● CONSIGNE DONNÉE
Recopiez à l'identique les lignes des données ci-dessous, en partant de la ligne qui contient "Can you find the green plant" et en allant jusqu'à la ligne qui contient "pixel 132 64", ces deux lignes comprises.
▬▬▬▬▬▬
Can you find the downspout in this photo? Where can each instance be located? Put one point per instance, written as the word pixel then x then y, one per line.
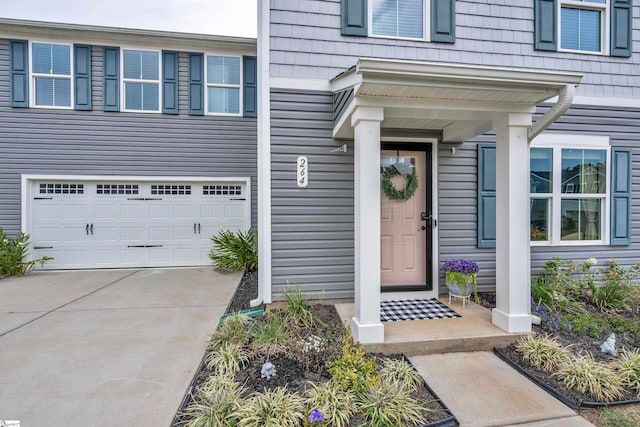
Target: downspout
pixel 264 158
pixel 565 98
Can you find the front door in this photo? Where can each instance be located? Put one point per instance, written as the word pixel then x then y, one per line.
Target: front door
pixel 405 235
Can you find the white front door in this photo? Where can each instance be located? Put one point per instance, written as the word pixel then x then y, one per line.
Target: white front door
pixel 88 224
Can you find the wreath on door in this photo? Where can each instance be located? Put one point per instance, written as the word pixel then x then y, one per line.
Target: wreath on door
pixel 394 193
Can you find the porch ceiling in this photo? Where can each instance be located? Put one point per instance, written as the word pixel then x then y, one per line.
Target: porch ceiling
pixel 460 101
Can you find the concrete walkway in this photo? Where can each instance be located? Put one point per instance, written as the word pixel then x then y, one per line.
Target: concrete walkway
pixel 105 348
pixel 482 390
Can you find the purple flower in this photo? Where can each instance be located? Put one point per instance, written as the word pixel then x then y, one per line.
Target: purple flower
pixel 316 415
pixel 461 266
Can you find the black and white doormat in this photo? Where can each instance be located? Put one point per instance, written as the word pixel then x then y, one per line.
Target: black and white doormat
pixel 390 311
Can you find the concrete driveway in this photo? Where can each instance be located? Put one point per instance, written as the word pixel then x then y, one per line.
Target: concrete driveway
pixel 105 348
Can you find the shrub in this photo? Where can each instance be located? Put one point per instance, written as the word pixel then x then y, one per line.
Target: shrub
pixel 336 404
pixel 228 359
pixel 543 352
pixel 388 405
pixel 13 252
pixel 593 378
pixel 214 404
pixel 401 373
pixel 353 370
pixel 235 251
pixel 274 408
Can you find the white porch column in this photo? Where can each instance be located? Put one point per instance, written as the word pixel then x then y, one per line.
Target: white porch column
pixel 513 258
pixel 365 325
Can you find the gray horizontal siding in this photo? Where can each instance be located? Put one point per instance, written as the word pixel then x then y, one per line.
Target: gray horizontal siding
pixel 457 194
pixel 46 141
pixel 306 43
pixel 312 228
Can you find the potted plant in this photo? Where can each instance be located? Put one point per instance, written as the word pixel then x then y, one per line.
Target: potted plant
pixel 460 277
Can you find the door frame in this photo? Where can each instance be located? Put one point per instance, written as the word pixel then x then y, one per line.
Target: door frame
pixel 429 147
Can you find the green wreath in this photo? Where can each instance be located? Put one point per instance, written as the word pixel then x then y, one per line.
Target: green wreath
pixel 391 191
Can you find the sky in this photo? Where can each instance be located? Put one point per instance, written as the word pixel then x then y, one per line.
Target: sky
pixel 219 17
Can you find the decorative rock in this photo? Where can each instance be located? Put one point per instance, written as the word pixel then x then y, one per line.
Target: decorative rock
pixel 609 346
pixel 268 371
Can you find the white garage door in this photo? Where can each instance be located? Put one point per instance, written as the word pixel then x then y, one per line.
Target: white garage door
pixel 85 224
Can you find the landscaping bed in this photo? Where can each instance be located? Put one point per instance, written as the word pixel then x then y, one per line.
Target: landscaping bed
pixel 304 348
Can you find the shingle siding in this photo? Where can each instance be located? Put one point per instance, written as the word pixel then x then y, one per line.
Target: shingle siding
pixel 48 141
pixel 306 43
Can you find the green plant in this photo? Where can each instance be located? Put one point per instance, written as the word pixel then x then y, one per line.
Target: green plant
pixel 336 404
pixel 386 405
pixel 543 352
pixel 629 368
pixel 353 370
pixel 591 377
pixel 13 252
pixel 214 404
pixel 274 408
pixel 227 359
pixel 297 308
pixel 270 337
pixel 401 373
pixel 235 250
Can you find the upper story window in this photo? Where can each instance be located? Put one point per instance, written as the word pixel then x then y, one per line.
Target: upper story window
pixel 223 84
pixel 51 75
pixel 398 18
pixel 141 80
pixel 569 193
pixel 583 25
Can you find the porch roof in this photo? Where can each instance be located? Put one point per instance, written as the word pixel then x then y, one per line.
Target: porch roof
pixel 458 100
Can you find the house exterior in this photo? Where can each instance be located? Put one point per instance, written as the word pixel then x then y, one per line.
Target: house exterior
pixel 125 148
pixel 520 120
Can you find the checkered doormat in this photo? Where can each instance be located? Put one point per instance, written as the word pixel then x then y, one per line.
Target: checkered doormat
pixel 390 311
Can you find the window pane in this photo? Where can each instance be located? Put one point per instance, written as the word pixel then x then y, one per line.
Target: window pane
pixel 584 171
pixel 223 70
pixel 581 219
pixel 580 29
pixel 41 61
pixel 539 220
pixel 541 177
pixel 398 18
pixel 224 100
pixel 132 64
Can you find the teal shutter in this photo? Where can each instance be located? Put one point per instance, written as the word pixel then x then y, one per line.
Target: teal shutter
pixel 169 82
pixel 82 77
pixel 486 196
pixel 545 25
pixel 196 84
pixel 354 18
pixel 250 86
pixel 621 197
pixel 443 21
pixel 19 73
pixel 111 78
pixel 621 12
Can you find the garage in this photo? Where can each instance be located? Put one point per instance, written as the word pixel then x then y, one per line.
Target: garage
pixel 131 221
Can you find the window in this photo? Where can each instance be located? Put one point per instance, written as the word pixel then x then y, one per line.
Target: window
pixel 569 193
pixel 583 24
pixel 223 84
pixel 141 80
pixel 51 75
pixel 398 18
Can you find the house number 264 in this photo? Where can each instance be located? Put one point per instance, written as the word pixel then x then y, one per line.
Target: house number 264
pixel 303 172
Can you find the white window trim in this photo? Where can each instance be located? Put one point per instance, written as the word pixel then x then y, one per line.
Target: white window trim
pixel 32 76
pixel 123 80
pixel 605 26
pixel 558 142
pixel 207 85
pixel 426 30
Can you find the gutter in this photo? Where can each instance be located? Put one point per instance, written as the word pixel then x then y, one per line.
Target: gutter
pixel 565 98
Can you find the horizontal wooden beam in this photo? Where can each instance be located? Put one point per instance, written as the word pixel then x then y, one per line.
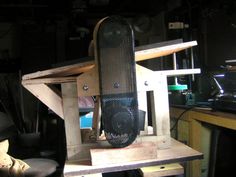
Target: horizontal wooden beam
pixel 69 70
pixel 140 55
pixel 55 80
pixel 162 51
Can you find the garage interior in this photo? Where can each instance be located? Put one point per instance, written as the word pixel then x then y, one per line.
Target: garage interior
pixel 41 35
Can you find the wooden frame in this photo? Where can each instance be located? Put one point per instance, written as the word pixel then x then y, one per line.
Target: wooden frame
pixel 82 80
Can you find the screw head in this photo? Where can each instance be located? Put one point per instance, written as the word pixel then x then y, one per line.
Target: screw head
pixel 85 88
pixel 116 85
pixel 146 83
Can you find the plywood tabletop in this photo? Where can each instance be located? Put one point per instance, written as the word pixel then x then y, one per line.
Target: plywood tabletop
pixel 148 52
pixel 177 153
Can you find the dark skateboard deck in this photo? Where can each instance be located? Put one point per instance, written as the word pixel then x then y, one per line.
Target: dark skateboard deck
pixel 116 61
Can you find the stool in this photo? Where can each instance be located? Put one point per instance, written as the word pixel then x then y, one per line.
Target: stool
pixel 162 170
pixel 40 167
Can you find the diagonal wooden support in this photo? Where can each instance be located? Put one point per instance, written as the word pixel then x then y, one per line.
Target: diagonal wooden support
pixel 48 96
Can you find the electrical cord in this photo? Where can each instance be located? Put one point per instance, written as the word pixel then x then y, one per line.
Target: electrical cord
pixel 179 117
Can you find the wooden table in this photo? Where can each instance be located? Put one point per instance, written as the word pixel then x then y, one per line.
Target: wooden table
pixel 177 153
pixel 196 117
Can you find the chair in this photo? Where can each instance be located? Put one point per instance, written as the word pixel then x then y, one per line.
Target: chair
pixel 39 167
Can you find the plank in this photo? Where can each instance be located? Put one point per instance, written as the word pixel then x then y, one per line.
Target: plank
pixel 160 112
pixel 179 72
pixel 162 170
pixel 162 51
pixel 63 71
pixel 140 55
pixel 134 152
pixel 178 152
pixel 72 122
pixel 48 96
pixel 57 80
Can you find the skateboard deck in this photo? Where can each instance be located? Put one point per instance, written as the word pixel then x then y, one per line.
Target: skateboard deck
pixel 117 80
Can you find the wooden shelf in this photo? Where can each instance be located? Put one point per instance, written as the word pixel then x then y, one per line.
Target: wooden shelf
pixel 178 152
pixel 143 54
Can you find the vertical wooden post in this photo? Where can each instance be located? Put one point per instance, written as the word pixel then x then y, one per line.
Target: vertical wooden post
pixel 142 105
pixel 195 143
pixel 160 112
pixel 72 121
pixel 97 117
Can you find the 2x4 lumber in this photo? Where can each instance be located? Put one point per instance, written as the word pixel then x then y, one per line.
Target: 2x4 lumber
pixel 48 96
pixel 162 170
pixel 160 112
pixel 72 122
pixel 162 51
pixel 134 152
pixel 76 69
pixel 179 72
pixel 178 152
pixel 69 70
pixel 57 80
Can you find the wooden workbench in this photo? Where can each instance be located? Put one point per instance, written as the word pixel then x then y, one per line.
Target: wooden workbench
pixel 196 117
pixel 75 78
pixel 177 153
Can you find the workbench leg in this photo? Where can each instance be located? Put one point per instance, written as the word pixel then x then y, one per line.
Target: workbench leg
pixel 195 143
pixel 72 121
pixel 97 117
pixel 142 105
pixel 160 112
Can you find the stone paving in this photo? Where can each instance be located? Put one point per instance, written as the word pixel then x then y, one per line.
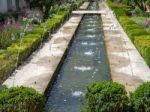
▬▬▬▬▬▬
● LA SOLUTION
Can you find the green plant in this photo? Where can each instance be located? Put one point per instance, written as the word pixel then x then y, one per line.
Target: green plant
pixel 336 404
pixel 386 405
pixel 543 352
pixel 629 368
pixel 353 370
pixel 591 377
pixel 13 252
pixel 214 404
pixel 274 408
pixel 227 359
pixel 297 308
pixel 270 337
pixel 401 373
pixel 235 250
Can you find the upper story window in this photo? Where can each instance be located? Put one point per instance, written as the word pixel then x then y, one per line.
Target: upper story window
pixel 223 84
pixel 51 75
pixel 398 18
pixel 141 80
pixel 569 193
pixel 583 25
Can you find the porch roof in this photo? Where can each instance be located? Put one point per instance, written as the word pixel then x then y, one per line.
Target: porch roof
pixel 458 100
Can you find the house exterior in this photo? Where can each instance be located? Put one point per instance, written as the word pixel then x then y, one per line.
Target: house exterior
pixel 125 148
pixel 520 120
Can you find the checkered doormat in this photo? Where can each instance be located? Put one point per instance, written as the word pixel then x then y, one per line.
Target: checkered doormat
pixel 390 311
Can you find the window pane in this photo? Where can each instance be located? Put one point per instance, written as the word pixel then x then y, one per line.
Target: window pane
pixel 584 171
pixel 223 70
pixel 581 219
pixel 580 29
pixel 41 61
pixel 539 220
pixel 541 177
pixel 398 18
pixel 224 100
pixel 132 64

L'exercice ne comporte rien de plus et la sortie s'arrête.